■ Work instructions
Could you repeat the records shown below exactly as written?

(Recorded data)
Start of Block

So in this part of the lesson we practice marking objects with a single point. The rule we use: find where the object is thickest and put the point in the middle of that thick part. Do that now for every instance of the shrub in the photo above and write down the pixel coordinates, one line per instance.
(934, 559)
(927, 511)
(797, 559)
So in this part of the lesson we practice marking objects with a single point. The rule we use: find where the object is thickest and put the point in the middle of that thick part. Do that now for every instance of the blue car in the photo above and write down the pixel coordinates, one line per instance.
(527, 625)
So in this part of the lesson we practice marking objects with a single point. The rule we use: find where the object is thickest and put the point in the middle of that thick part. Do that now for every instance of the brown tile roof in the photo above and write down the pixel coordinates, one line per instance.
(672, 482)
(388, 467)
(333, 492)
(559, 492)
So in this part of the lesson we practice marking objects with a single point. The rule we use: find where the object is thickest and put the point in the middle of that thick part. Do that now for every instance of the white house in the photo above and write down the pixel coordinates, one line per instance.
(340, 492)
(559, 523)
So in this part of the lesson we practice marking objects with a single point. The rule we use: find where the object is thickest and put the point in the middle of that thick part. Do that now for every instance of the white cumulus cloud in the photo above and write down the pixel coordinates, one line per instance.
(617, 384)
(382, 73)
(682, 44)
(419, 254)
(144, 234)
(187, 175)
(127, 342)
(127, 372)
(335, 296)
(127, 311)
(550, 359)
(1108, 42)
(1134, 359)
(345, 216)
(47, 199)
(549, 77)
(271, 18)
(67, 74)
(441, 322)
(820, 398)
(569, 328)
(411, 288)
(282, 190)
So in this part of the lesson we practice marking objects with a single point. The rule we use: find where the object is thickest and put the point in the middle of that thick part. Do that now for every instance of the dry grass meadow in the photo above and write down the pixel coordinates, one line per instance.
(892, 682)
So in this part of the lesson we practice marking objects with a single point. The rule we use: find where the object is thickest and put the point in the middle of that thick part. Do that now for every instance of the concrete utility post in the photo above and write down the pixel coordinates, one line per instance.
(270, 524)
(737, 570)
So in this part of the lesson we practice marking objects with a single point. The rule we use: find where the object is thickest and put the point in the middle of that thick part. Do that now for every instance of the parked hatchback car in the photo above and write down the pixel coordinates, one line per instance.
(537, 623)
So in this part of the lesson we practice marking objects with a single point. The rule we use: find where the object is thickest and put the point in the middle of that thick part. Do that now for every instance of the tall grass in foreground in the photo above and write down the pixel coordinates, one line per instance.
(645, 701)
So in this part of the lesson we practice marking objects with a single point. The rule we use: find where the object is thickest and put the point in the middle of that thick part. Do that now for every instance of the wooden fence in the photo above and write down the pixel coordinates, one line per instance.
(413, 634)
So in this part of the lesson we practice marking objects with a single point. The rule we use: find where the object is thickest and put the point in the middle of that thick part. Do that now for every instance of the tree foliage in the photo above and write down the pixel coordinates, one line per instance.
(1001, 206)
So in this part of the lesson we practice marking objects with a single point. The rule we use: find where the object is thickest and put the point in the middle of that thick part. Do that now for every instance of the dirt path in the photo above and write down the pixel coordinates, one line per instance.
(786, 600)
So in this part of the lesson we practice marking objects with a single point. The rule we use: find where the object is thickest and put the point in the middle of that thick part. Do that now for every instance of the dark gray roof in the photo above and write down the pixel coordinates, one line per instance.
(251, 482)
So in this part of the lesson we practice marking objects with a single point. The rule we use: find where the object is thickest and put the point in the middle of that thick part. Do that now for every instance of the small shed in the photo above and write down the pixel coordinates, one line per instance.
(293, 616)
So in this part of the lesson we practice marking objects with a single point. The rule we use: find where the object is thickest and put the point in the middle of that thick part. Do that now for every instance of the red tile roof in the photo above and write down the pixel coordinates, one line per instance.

End of Block

■ Task solution
So in this part of the lesson we practice marking objects with a single point. The rule we use: find where the object is thickest and put the point in the middle of that thick part. Do that now for every instance of the shrub in the photo above and write down the pixel coordinates, one line per instance.
(934, 559)
(927, 511)
(797, 559)
So in this part of the lesson we practice marking objects with a single point. The rule we use: find where the object is thickest and put the point in the middle of that thick part. Do that now for every instance of the blue car in the photo above and write down the pixel coordinates, one line per instance.
(527, 625)
So in this part of the lesson we practice marking objects with a single point. The rule we use: find where the object is thickest and put the point in the middle of that thick part. Do that now for every instance of the brown tile roof in the photo above and write down the pixel coordinates, one line per instance.
(672, 482)
(388, 467)
(333, 492)
(559, 492)
So in this part of the lesson we practice marking objects with a single point. The rule we use: find where the object is thickest and put the point in the middle of that thick part. Do that now for every instance of the white house in the photo above and write down the pixel coordinates, one line per instance.
(340, 492)
(559, 523)
So in this part of the lesson we practice marking objects with a single point. The rule we use: find where the object is thickest and put the point in the middle of that thick part. Do that now for every instance of the white cumulus cloud in the photo above and write down the pixel coordinates, one line per instance.
(617, 384)
(382, 73)
(682, 44)
(419, 254)
(144, 234)
(187, 175)
(127, 342)
(127, 372)
(335, 296)
(127, 311)
(550, 359)
(1108, 42)
(1134, 359)
(345, 216)
(47, 199)
(549, 77)
(271, 18)
(67, 74)
(441, 322)
(820, 398)
(569, 328)
(411, 288)
(282, 190)
So in this part of the lesson we practice marking objects with a single point. The rule we use: find where the object is thickest and put the point in the middle of that thick part. Do that now for every instance of the dry grass meadow in the photo above and write down the pixel coordinates, one line per instance.
(892, 682)
So in this part of the lesson we practice marking objects with a single point. The rule we use: find where the object is thickest and put the point in the middle of that thick part. Do that now for every instance of the concrete utility post in the photo above and write down the pixel coordinates, one line per instance.
(270, 524)
(737, 570)
So in this part of the lesson we practice marking objects with a single point. The rule we use: find where the object is thickest and put the point in the middle of that thick part. Do that now for every instance of the parked hatchback car in the photo above and write down the pixel coordinates, one line per instance.
(537, 623)
So in this part of the lesson we practice marking objects with a single point. The rule we use: find where the object is thickest and put the point in the middle of that thick part. Do that now for every instance of the tall grass in foreground in the photo above and write down the pixel coordinates, one line per instance.
(645, 701)
So in this part of the lesson we practice marking objects with a single point. The rule we use: find where the object is thickest and put the point in the middle of that thick part. Do that now for every instance of the wooden fence in the photo above and write down the pixel coordinates, one line per instance.
(413, 634)
So in this part of the lesson we practice marking objects with a single point. The rule we use: find where the object is thickest and put the point in the middle of that thick part. Do that now for every instance of the tree foliage in the photo above and write down the pixel coordinates, one line per instance.
(1001, 206)
So in this part of the lesson we practice marking objects with a single point. The rule we use: find where the object is thickest and put the point in the middle of that thick part. Do that now for every instance of the dirt path in the photo above and write down the pixel coordinates, one line per instance.
(786, 600)
So in this part of the lesson we practice marking objects with a single point. The rule we use: find where the object is thickest and put the point in the middle of that thick part. Do that now for every instance of the dark gray roof in the photo above and write down the pixel coordinates, one line per instance.
(251, 482)
So in this part of the lesson we practice marking objects with a single point. The rule we use: find where the object is thickest and put the point in the middle of that thick part. Do that now for every instance of the small shed in the photo above and write down the pixel coordinates, one line per instance.
(293, 616)
So in this part of the lesson we practice marking objects with a single point. The rule we use: find where the object is thickest and put the point in the middle of that thick part. Do that now for every instance of the red tile roof in the photo above and write down the pixel coordinates, one line per instance.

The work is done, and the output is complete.